▶ What is being asked
Retype every entry word for word.

===

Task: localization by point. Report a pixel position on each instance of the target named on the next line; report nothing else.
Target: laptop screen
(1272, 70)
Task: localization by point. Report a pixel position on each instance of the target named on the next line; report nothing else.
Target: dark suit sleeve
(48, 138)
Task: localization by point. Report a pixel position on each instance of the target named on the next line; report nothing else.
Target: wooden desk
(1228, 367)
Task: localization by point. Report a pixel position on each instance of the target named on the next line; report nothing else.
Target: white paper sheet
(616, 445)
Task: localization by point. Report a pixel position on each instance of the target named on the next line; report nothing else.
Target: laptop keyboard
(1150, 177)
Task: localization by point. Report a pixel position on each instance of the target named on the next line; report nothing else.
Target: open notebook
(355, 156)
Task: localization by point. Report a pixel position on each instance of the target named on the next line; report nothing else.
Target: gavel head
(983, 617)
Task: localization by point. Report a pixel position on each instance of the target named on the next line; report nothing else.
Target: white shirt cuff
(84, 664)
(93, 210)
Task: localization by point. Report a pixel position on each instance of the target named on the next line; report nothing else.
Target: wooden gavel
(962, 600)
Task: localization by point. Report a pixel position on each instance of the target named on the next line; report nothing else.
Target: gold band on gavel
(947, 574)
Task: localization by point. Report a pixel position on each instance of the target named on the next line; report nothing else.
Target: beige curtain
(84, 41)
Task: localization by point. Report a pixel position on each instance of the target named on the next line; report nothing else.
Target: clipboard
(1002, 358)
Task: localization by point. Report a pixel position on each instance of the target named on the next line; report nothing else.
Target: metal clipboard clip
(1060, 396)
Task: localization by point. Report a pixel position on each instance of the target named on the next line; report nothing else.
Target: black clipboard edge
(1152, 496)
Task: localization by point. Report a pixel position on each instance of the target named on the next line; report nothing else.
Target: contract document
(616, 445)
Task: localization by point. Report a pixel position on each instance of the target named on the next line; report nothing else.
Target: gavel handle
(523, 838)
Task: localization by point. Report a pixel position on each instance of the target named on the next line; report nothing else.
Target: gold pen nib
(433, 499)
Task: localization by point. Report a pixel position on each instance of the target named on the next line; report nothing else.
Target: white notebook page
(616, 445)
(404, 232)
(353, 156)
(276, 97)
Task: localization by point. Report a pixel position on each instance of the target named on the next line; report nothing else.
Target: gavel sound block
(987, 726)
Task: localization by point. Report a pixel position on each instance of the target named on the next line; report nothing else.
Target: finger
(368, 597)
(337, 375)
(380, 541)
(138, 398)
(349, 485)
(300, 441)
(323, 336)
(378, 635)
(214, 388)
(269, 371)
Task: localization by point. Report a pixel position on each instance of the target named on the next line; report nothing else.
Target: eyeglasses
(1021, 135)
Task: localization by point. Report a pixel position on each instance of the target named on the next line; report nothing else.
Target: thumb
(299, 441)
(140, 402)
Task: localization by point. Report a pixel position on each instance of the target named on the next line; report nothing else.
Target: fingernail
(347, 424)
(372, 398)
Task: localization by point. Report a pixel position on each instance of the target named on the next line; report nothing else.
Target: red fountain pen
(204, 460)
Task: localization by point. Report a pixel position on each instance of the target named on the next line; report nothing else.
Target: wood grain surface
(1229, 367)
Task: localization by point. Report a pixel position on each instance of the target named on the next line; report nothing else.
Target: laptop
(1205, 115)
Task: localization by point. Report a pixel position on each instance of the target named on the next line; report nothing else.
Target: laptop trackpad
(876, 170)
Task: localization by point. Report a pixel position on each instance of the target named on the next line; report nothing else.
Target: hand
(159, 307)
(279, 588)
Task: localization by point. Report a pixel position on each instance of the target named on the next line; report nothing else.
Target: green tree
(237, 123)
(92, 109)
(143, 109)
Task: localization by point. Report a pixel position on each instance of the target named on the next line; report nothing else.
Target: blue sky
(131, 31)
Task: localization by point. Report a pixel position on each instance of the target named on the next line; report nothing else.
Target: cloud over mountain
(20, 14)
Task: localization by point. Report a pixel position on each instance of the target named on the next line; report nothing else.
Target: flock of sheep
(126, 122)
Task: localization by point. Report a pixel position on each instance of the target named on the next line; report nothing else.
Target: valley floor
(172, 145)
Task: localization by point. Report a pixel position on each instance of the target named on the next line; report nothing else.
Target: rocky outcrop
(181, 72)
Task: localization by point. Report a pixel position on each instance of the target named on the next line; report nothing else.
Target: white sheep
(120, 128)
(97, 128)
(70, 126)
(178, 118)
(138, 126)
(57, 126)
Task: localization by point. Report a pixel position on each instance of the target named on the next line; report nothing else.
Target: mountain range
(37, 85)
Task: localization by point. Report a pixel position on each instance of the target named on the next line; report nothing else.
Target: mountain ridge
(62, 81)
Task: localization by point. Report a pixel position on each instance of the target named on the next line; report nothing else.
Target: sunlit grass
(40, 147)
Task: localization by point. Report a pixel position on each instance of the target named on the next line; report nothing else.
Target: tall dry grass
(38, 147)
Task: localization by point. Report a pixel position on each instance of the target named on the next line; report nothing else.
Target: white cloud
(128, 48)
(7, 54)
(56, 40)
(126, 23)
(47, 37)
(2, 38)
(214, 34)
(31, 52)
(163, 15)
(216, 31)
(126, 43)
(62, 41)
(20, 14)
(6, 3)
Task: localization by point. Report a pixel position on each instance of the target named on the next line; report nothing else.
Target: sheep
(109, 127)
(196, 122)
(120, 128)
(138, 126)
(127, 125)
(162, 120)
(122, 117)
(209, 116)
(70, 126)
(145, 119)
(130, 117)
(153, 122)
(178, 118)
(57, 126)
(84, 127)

===

▶ The result
Task: localization by point. Report a pixel position on each instance of the target named on the next line; report nothing else.
Target: laptop screen
(1272, 70)
Task: localization by point. Report a pixel position on each instance of the target named on the next line; report nothing else.
Target: dark suit sleeve
(48, 138)
Task: localization by point. Report a pixel position on each instance of the target named on the next line; report nothing else.
Target: wooden desk
(1228, 367)
Task: localization by point. Report a pixel position on each instance of the target named on the next line; report nothing else.
Target: white paper sheet
(616, 445)
Task: localization by point. Report a pixel position on each instance of the target named on the next line; report nothing else.
Target: laptop keyboard
(1150, 177)
Task: localization by point. Report a pixel position on each instance of the target named on the next line; report nothing else.
Target: open notebook
(355, 156)
Task: localization by point. Report a pixel position on each instance of the target named on the next line; report nothing else.
Target: gavel head
(983, 617)
Task: localization by point. Report a pixel position on each instance of the target named on the next line; report nothing else.
Target: white shirt cuff
(84, 664)
(93, 210)
Task: localization by point. Report a pixel position on each instance of the target named on the next line; report nothing else.
Target: wooden gavel
(962, 600)
Task: localization by point. Report a pixel position on each instance of the target named on the next line; report nothing else.
Target: gold band on gavel
(947, 574)
Task: localization by point. Report a pixel position on each instance of the target named on the next line; report nothing else.
Target: beige curtain
(84, 41)
Task: localization by point. Report a pixel position on each instance of the target named on the next line; report nothing else.
Target: clipboard
(1002, 358)
Task: localization by point. Report a pixel position on each instance of the target named on the next line; report nothing else.
Target: metal clipboard clip
(1060, 396)
Task: localization by point. Report a pixel position on each instance of the target named on the next line; report nothing else.
Target: black clipboard edge
(1152, 496)
Task: localization by point. Report a pixel position on each instance of the target named on the next line; report nothing else.
Target: contract document
(616, 445)
Task: localization by point. Report a pixel position on each instance of the target named on the next line; report nothing else.
Target: gavel handle
(523, 838)
Task: localization by point. Report a pixel position on each instance of the target named on the next line; report nothing else.
Target: gold pen nib
(433, 499)
Task: localization by point. Report a pixel position on each instance of the target named on the next line; report nothing else.
Target: white notebook page
(616, 445)
(404, 232)
(353, 156)
(276, 97)
Task: localization by point. Report a pixel position on each instance of the target named on the next line; report nothing else.
Target: gavel sound block
(987, 726)
Task: localization by point. Report a pixel position on each instance of the target named on the next line; report nothing else.
Target: finger
(368, 597)
(337, 375)
(380, 541)
(138, 398)
(349, 485)
(300, 441)
(323, 336)
(378, 635)
(214, 388)
(269, 371)
Task: localization by point. Report a pixel position on each instance of the target named on the next line; report nothing else.
Target: eyeglasses
(1021, 135)
Task: localization by point. Report a pixel position on each instance of the target named on the next line; report nothing else.
Target: thumb
(299, 441)
(140, 402)
Task: localization by point. Report a pixel position on each instance of the target named on the next line; report nothing else.
Target: fingernail
(347, 424)
(372, 398)
Task: localization by point. Report a pixel position on each instance of the target named on the next line; report nothing else.
Target: red fountain pen
(204, 460)
Task: localization by point. Report a pixel position on each instance of the target named on the next line; report nothing else.
Target: wood grain surface
(1229, 367)
Task: localization by point. Report a pixel position on each instance of the target named on the next line; report nothing else.
Target: laptop
(1205, 115)
Task: localization by point. Report a pixel position on each instance of the target named on the next line; report nothing else.
Target: laptop trackpad
(876, 170)
Task: localization by point. Report a pixel position on each instance of the target named on the next line; report nothing else.
Target: hand
(159, 307)
(279, 588)
Task: localization by point. Report a pixel position on each instance of the target named on the next line; report nothing else.
Target: green tree
(237, 123)
(92, 109)
(143, 109)
Task: localization by point. Report a pixel position on each instance of the target named on the next line; report nothing else.
Target: blue sky
(131, 31)
Task: localization by point. Report a pixel position on each instance of the target named on the next line; report nothing else.
Target: cloud over mountain
(20, 14)
Task: localization by point. Report a pixel position on each instance of the target named on the next line; report nothing else.
Target: flock of sheep
(126, 122)
Task: localization by point. Report a pixel position on each instance of the target named on the next line; report nothing else.
Target: valley floor
(172, 145)
Task: localization by point. Report a pixel position on each instance of the target named on the next line; report nothing else.
Target: rocky outcrop
(181, 72)
Task: localization by point. Report a pixel position on each instance of the target named on the next line; report nothing else.
Target: white sheep
(120, 128)
(97, 128)
(70, 126)
(178, 118)
(138, 126)
(57, 126)
Task: localization by point. Report a pixel position on each instance of the target named on the next line; report nothing else.
Target: mountain range
(37, 85)
Task: localization by point. Report a pixel position on each instance of the target named on the next line; report nothing else.
Target: mountain ridge
(62, 81)
Task: localization by point. Report a pixel position on each instance of the target named on the next line; report nothing else.
Target: sunlit grass
(40, 147)
Task: localization by point. Report a pixel position on each instance of the target named on the next line; report nothing else.
Target: tall dry grass
(38, 147)
Task: localization by point. Report a pixel position on each instance of the target named on the next line; report nothing else.
Target: white cloud
(128, 48)
(7, 54)
(56, 40)
(126, 23)
(47, 37)
(2, 38)
(214, 34)
(31, 52)
(163, 15)
(216, 31)
(126, 43)
(62, 41)
(20, 14)
(6, 3)
Task: localization by point. Report a pixel position on each instance of the target named on the next line; report nothing else.
Target: sheep
(109, 127)
(196, 122)
(120, 128)
(138, 126)
(127, 125)
(162, 120)
(122, 117)
(209, 116)
(70, 126)
(145, 119)
(130, 117)
(153, 122)
(178, 118)
(57, 126)
(84, 127)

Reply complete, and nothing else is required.